The Insurance Exposure Problem
State and municipal deferred-compensation plans are at risk from the insurance-industry tumult. It's time for some due diligence.
Many months ago, when the gaping cracks in the banking system first attracted national attention, I received an e-mail from a small-town finance officer in California. She was asking about her city's 457 deferred compensation plan provider, which happened to be a major insurance company. At the time, I checked around and replied "not to worry" as long as it wasn't AIG, which was already skating on thin ice. Well, it turns out I was far too optimistic, as the market meltdown of the past eight months has now clobbered the capital base of the nation's leading life insurance companies. It's now time to revisit any insurance companies involved in your 457, 403(b) and 401(a) plans.
How we got here: When the governmental deferred-compensation industry first started in the 1970s, insurance companies stormed the market and grabbed the dominant market share. They had two competitive advantages. First, they could offer high-rate investment contracts as inflation was accelerating. Second, they had "hooks" on their contracts with deferred sales charges and punitive cancellation clauses on house products that were not well understood by public officials, and later regretted by some who bought them.
Today, many state and local governments have major exposure to the insurance industry through their 457 plan, and schools districts are littered with them in their 403(b) plans. A good number of the companies have moved away from the 1980s-style investment contracts and focus today on efficient recordkeeping systems -- without pushing their proprietary products. But there are several others that still operate on the old business model. Bundled arrangements with house products are most common with smaller and less-sophisticated plans, which intensifies their risk exposure in times like now.

To be done:
1. Translate this sentence from the insurance exposure article into Spanish: "It's now time to revisit any insurance companies involved in your 457, 403(b) and 401(a) plans."
2. Repeat the passage of the insurance exposure article starting at "The Insurance Exposure" and ending at "and 401(a) plans.".
3. Write the next part of the insurance exposure article, picking up after its final sentence.

Data excerpts:
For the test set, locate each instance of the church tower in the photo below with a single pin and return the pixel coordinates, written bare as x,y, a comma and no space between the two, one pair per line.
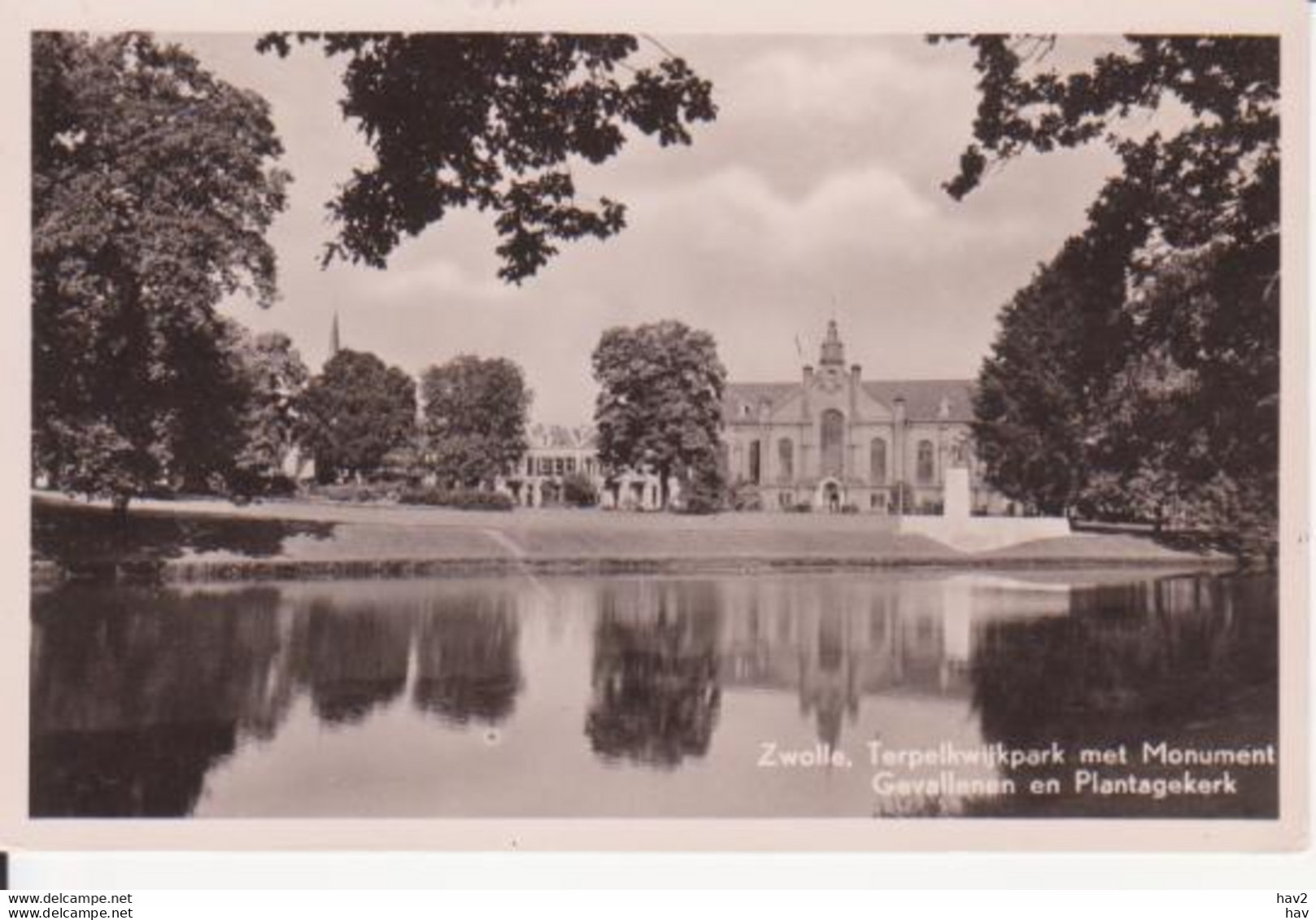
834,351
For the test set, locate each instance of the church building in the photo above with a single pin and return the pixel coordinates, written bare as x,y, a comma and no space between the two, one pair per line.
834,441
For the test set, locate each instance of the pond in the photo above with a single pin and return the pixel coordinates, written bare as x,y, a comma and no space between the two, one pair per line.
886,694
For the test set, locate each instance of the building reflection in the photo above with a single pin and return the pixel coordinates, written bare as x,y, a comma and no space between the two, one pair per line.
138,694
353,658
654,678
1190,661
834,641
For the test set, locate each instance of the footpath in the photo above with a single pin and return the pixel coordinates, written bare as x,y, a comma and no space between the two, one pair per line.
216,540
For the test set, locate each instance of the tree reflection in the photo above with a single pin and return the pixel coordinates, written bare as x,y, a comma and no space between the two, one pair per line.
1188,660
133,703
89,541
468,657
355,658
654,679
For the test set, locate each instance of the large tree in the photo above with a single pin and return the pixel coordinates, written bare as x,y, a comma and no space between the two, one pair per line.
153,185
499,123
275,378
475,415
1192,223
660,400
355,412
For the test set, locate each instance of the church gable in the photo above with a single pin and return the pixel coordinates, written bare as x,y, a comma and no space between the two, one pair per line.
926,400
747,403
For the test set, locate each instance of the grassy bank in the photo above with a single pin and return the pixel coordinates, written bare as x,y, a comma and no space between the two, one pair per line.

Answers for this exercise:
1. Ahora es momento de volver a revisar cualquier compañía de seguros que participe en sus planes 457, 403(b) y 401(a).

2.
The Insurance Exposure Problem
State and municipal deferred-compensation plans are at risk from the insurance-industry tumult. It's time for some due diligence.
Many months ago, when the gaping cracks in the banking system first attracted national attention, I received an e-mail from a small-town finance officer in California. She was asking about her city's 457 deferred compensation plan provider, which happened to be a major insurance company. At the time, I checked around and replied "not to worry" as long as it wasn't AIG, which was already skating on thin ice. Well, it turns out I was far too optimistic, as the market meltdown of the past eight months has now clobbered the capital base of the nation's leading life insurance companies. It's now time to revisit any insurance companies involved in your 457, 403(b) and 401(a) plans.

3.
As a result, a significant number of 457 and 403(b) plans hold insurance company contracts with firms that were highlighted in a March 12 Wall Street Journal article (subscription required) that portrayed several prominent firms in the industry as potential candidates for bailouts, as well as others who were unnamed but may have similar, related problems. A quick look at the industry's stock market index, which lost about 80 percent of its value before the recent market rally, tells us that Wall Street investors have shunned these companies. Their stocks have performed as badly as banks'. That is a strong reason for public officials with exposure to these companies to take a harder look at the nature of their risks.
Investment risk. Some insurance companies write investment contracts in their 457 plans that are unsecured general account liabilities, not unlike a bond or bank CD but without federal deposit insurance. Some dedicate reserves for these accounts, but you have to verify that. Likewise, a handful of states may provide individual investors in these contracts with full or partial principal guarantees up to $100,000 per person, which should likewise be verified and documented. A few also offer separate accounts that may include various forms of collateral to protect investors' interests. The terms of these investment contracts are typically lengthy and written by the insurance companies' lawyers in the interests of the insurance company. Very few public agencies actually demand investor-friendly terms in these agreements, so the first place to start if you hold one of these contracts is to dig out the document and re-read it very carefully.
A related concern for some employers may be the variable annuities underwritten by a handful of companies that guarantee investors a minimum or floor rate of return. With stock prices falling by nearly 50 percent, the ability of the weaker firms to meet these obligations should be ascertained. If any of these practices were too widespread in the firm's overall book of business, it could destabilize the entire company, even if the contracts are written in other markets outside of 457 deferred compensation plans. Again, those with conservative underwriting practices are not a source of worry here.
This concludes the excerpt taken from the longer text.